[Objective]
Return the lines from the rows below without any change, beginning at the line that contains "Please examine the photo above and find the hedge" and stopping after the line that contains "xmin=110 ymin=237 xmax=950 ymax=627".

(Items from a labeling collection)
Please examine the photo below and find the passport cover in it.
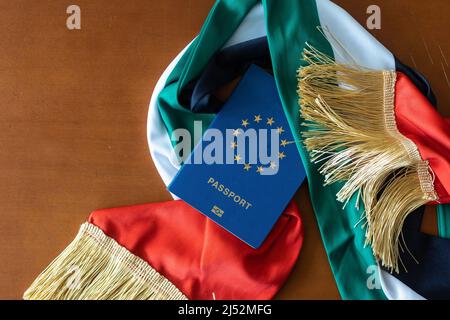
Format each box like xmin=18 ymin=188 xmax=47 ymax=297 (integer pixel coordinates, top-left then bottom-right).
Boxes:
xmin=168 ymin=65 xmax=305 ymax=248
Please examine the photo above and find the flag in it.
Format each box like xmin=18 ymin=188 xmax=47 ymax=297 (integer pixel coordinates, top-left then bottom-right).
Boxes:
xmin=148 ymin=0 xmax=448 ymax=299
xmin=24 ymin=200 xmax=303 ymax=300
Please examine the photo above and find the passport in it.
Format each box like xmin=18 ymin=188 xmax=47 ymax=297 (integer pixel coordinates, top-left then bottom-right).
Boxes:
xmin=168 ymin=65 xmax=306 ymax=249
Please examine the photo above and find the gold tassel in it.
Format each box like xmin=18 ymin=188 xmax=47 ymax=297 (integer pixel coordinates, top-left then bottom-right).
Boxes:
xmin=298 ymin=45 xmax=437 ymax=272
xmin=24 ymin=223 xmax=187 ymax=300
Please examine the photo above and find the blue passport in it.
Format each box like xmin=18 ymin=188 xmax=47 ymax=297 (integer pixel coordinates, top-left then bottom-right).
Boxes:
xmin=168 ymin=65 xmax=305 ymax=248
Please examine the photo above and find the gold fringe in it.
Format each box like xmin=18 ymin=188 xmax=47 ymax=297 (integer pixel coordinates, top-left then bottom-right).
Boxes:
xmin=24 ymin=223 xmax=187 ymax=300
xmin=298 ymin=45 xmax=438 ymax=272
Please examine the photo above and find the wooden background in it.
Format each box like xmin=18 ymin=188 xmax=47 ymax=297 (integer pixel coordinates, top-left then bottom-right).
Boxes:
xmin=0 ymin=0 xmax=450 ymax=299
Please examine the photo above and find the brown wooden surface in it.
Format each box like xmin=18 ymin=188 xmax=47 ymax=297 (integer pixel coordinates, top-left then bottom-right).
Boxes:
xmin=0 ymin=0 xmax=450 ymax=299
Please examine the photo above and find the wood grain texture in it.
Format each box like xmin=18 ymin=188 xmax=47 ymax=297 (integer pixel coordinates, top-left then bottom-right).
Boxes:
xmin=0 ymin=0 xmax=450 ymax=299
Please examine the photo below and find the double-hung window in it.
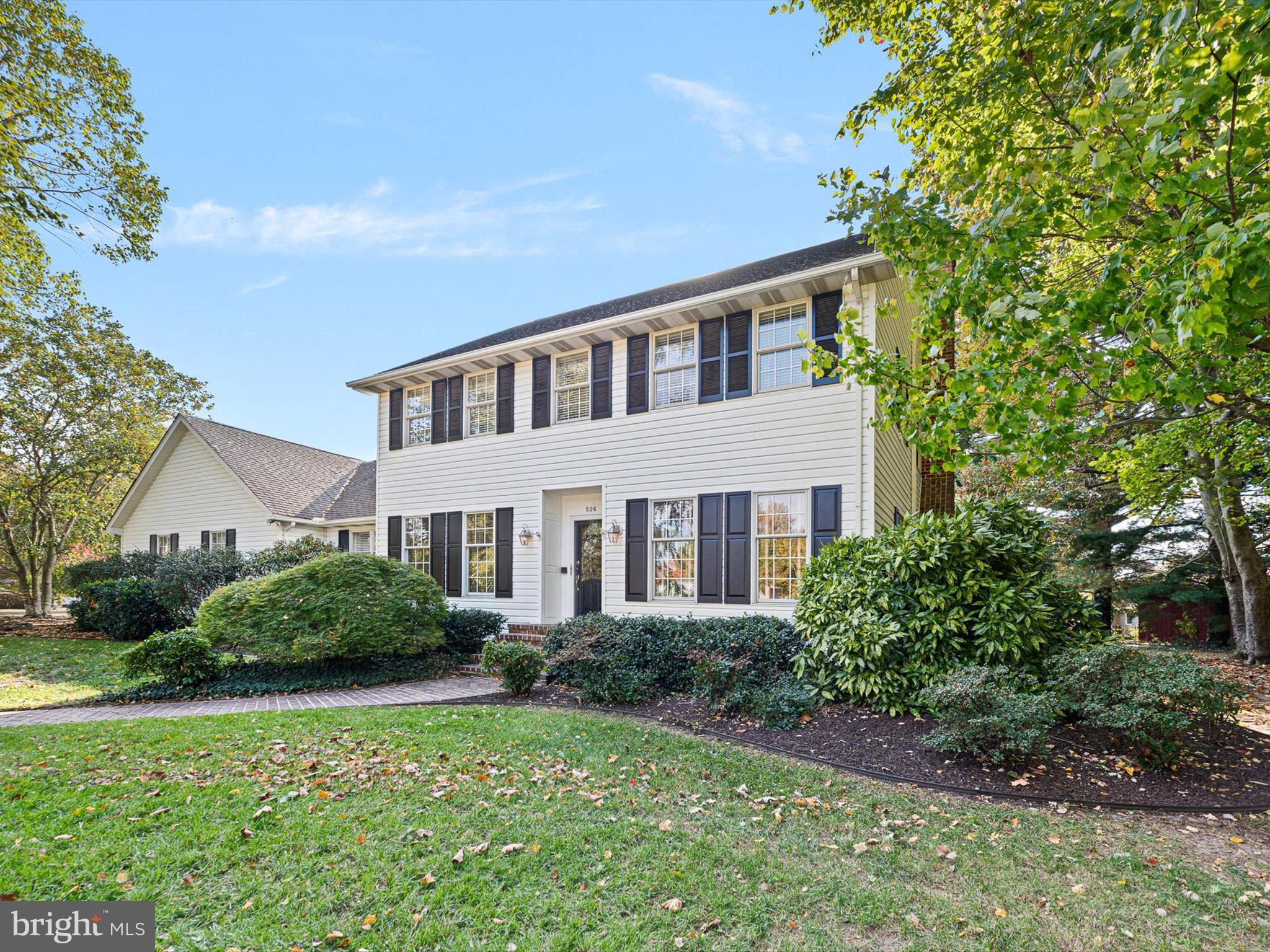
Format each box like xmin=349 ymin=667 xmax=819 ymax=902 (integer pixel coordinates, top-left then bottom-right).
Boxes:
xmin=555 ymin=350 xmax=590 ymax=423
xmin=406 ymin=515 xmax=432 ymax=573
xmin=758 ymin=301 xmax=808 ymax=390
xmin=756 ymin=493 xmax=806 ymax=601
xmin=653 ymin=327 xmax=697 ymax=406
xmin=405 ymin=387 xmax=432 ymax=447
xmin=653 ymin=499 xmax=697 ymax=598
xmin=468 ymin=371 xmax=497 ymax=437
xmin=464 ymin=513 xmax=494 ymax=596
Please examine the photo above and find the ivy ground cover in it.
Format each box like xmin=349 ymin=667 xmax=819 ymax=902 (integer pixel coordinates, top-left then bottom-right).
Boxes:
xmin=0 ymin=707 xmax=1270 ymax=952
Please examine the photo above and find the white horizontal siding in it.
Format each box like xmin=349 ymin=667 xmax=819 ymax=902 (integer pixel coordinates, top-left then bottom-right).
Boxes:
xmin=121 ymin=431 xmax=282 ymax=551
xmin=376 ymin=311 xmax=871 ymax=622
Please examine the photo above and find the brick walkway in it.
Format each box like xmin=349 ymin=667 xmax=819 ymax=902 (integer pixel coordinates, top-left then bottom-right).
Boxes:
xmin=0 ymin=678 xmax=500 ymax=728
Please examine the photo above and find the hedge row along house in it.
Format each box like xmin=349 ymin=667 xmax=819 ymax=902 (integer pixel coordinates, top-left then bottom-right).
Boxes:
xmin=110 ymin=237 xmax=950 ymax=627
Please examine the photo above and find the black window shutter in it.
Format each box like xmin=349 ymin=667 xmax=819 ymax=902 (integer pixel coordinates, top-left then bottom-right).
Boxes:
xmin=533 ymin=354 xmax=551 ymax=430
xmin=389 ymin=387 xmax=405 ymax=449
xmin=386 ymin=515 xmax=401 ymax=562
xmin=626 ymin=499 xmax=647 ymax=602
xmin=432 ymin=379 xmax=450 ymax=443
xmin=446 ymin=513 xmax=464 ymax=598
xmin=590 ymin=340 xmax=613 ymax=420
xmin=722 ymin=493 xmax=749 ymax=606
xmin=428 ymin=513 xmax=446 ymax=591
xmin=812 ymin=291 xmax=842 ymax=387
xmin=697 ymin=317 xmax=722 ymax=403
xmin=495 ymin=363 xmax=515 ymax=433
xmin=494 ymin=509 xmax=512 ymax=598
xmin=697 ymin=493 xmax=722 ymax=602
xmin=446 ymin=374 xmax=464 ymax=443
xmin=626 ymin=334 xmax=647 ymax=414
xmin=812 ymin=486 xmax=842 ymax=558
xmin=726 ymin=311 xmax=753 ymax=400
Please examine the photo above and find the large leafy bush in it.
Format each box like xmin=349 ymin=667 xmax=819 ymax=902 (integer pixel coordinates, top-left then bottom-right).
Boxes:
xmin=123 ymin=628 xmax=222 ymax=687
xmin=197 ymin=552 xmax=446 ymax=663
xmin=1053 ymin=643 xmax=1242 ymax=767
xmin=918 ymin=664 xmax=1059 ymax=764
xmin=794 ymin=499 xmax=1109 ymax=713
xmin=70 ymin=579 xmax=173 ymax=641
xmin=154 ymin=549 xmax=250 ymax=625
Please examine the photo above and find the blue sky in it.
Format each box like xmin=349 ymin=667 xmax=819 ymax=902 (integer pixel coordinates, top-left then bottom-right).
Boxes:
xmin=51 ymin=0 xmax=904 ymax=458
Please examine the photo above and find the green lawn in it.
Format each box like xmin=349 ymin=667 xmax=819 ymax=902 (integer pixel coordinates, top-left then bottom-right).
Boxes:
xmin=0 ymin=635 xmax=151 ymax=711
xmin=0 ymin=707 xmax=1270 ymax=952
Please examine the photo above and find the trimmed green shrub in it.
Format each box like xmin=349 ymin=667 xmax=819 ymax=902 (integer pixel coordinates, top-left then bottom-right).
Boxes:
xmin=154 ymin=549 xmax=249 ymax=625
xmin=123 ymin=628 xmax=222 ymax=687
xmin=917 ymin=664 xmax=1059 ymax=764
xmin=794 ymin=499 xmax=1110 ymax=713
xmin=441 ymin=608 xmax=507 ymax=655
xmin=197 ymin=552 xmax=446 ymax=663
xmin=242 ymin=536 xmax=339 ymax=579
xmin=1053 ymin=643 xmax=1242 ymax=768
xmin=480 ymin=641 xmax=544 ymax=697
xmin=70 ymin=579 xmax=171 ymax=641
xmin=61 ymin=551 xmax=162 ymax=596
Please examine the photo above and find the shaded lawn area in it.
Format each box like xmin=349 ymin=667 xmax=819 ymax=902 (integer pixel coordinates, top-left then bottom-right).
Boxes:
xmin=0 ymin=635 xmax=146 ymax=711
xmin=0 ymin=706 xmax=1270 ymax=952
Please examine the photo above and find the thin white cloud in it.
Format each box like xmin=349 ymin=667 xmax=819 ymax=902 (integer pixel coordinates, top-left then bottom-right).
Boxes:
xmin=647 ymin=73 xmax=808 ymax=162
xmin=161 ymin=173 xmax=603 ymax=257
xmin=234 ymin=271 xmax=291 ymax=294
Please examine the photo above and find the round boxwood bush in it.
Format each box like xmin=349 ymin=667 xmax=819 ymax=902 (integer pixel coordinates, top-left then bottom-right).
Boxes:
xmin=794 ymin=499 xmax=1110 ymax=713
xmin=123 ymin=628 xmax=221 ymax=687
xmin=197 ymin=552 xmax=446 ymax=663
xmin=70 ymin=579 xmax=171 ymax=641
xmin=480 ymin=641 xmax=542 ymax=697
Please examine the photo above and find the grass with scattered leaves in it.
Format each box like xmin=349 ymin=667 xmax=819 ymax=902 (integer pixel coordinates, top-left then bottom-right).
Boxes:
xmin=0 ymin=707 xmax=1270 ymax=952
xmin=0 ymin=636 xmax=146 ymax=711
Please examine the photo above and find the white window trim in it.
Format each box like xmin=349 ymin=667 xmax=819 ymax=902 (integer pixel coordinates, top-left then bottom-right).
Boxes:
xmin=551 ymin=348 xmax=592 ymax=424
xmin=752 ymin=297 xmax=813 ymax=390
xmin=647 ymin=495 xmax=701 ymax=604
xmin=401 ymin=383 xmax=432 ymax=447
xmin=460 ymin=509 xmax=498 ymax=599
xmin=647 ymin=324 xmax=701 ymax=411
xmin=749 ymin=492 xmax=812 ymax=606
xmin=464 ymin=371 xmax=498 ymax=439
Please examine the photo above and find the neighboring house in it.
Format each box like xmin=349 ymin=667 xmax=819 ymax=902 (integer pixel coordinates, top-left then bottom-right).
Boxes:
xmin=107 ymin=415 xmax=375 ymax=553
xmin=348 ymin=237 xmax=920 ymax=625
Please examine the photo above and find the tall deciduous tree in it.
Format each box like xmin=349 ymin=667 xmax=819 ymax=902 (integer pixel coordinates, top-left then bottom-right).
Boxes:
xmin=0 ymin=0 xmax=166 ymax=297
xmin=796 ymin=0 xmax=1270 ymax=663
xmin=0 ymin=274 xmax=208 ymax=615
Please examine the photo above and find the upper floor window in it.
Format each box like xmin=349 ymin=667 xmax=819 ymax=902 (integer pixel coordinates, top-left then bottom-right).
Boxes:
xmin=653 ymin=498 xmax=697 ymax=598
xmin=404 ymin=515 xmax=432 ymax=573
xmin=555 ymin=350 xmax=590 ymax=423
xmin=756 ymin=493 xmax=806 ymax=601
xmin=464 ymin=513 xmax=494 ymax=596
xmin=405 ymin=387 xmax=432 ymax=446
xmin=468 ymin=371 xmax=497 ymax=437
xmin=653 ymin=327 xmax=697 ymax=406
xmin=758 ymin=301 xmax=808 ymax=390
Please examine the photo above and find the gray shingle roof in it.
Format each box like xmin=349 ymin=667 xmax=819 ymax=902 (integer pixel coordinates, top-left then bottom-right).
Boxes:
xmin=180 ymin=414 xmax=375 ymax=519
xmin=385 ymin=235 xmax=873 ymax=372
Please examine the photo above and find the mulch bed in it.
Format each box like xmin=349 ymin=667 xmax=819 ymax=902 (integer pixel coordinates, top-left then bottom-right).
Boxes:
xmin=0 ymin=615 xmax=105 ymax=641
xmin=480 ymin=685 xmax=1270 ymax=811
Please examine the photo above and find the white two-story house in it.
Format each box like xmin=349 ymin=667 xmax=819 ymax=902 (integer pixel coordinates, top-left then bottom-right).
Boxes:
xmin=348 ymin=237 xmax=918 ymax=625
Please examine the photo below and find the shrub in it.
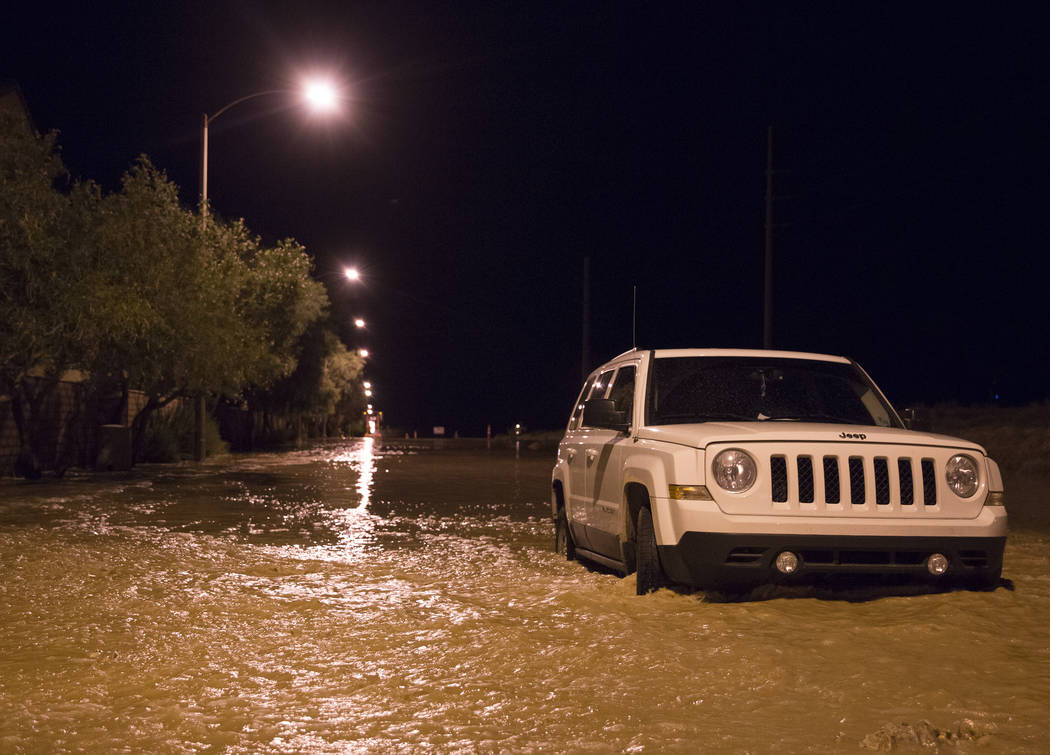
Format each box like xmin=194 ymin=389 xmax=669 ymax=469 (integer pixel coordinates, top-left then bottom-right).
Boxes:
xmin=142 ymin=403 xmax=230 ymax=462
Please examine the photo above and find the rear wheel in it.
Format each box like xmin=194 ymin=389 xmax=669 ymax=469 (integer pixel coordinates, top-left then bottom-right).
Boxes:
xmin=554 ymin=506 xmax=576 ymax=561
xmin=634 ymin=507 xmax=668 ymax=595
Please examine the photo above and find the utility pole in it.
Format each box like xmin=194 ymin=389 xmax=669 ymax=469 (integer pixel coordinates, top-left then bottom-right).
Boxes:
xmin=762 ymin=126 xmax=773 ymax=349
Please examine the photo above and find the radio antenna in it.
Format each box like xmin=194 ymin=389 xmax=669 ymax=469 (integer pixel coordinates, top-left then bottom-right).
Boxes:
xmin=631 ymin=284 xmax=638 ymax=349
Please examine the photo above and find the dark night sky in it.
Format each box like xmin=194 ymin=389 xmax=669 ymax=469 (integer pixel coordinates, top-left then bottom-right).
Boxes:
xmin=0 ymin=2 xmax=1050 ymax=435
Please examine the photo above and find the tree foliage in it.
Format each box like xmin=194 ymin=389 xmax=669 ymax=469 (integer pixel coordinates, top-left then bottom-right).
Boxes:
xmin=0 ymin=111 xmax=348 ymax=474
xmin=0 ymin=109 xmax=98 ymax=476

[Full output]
Please examine the photo above and find the hedge row along house in it.
Format each box like xmin=349 ymin=667 xmax=819 ymax=902 (integer pixel coordinates, top-left then bottom-right).
Boxes:
xmin=110 ymin=237 xmax=950 ymax=627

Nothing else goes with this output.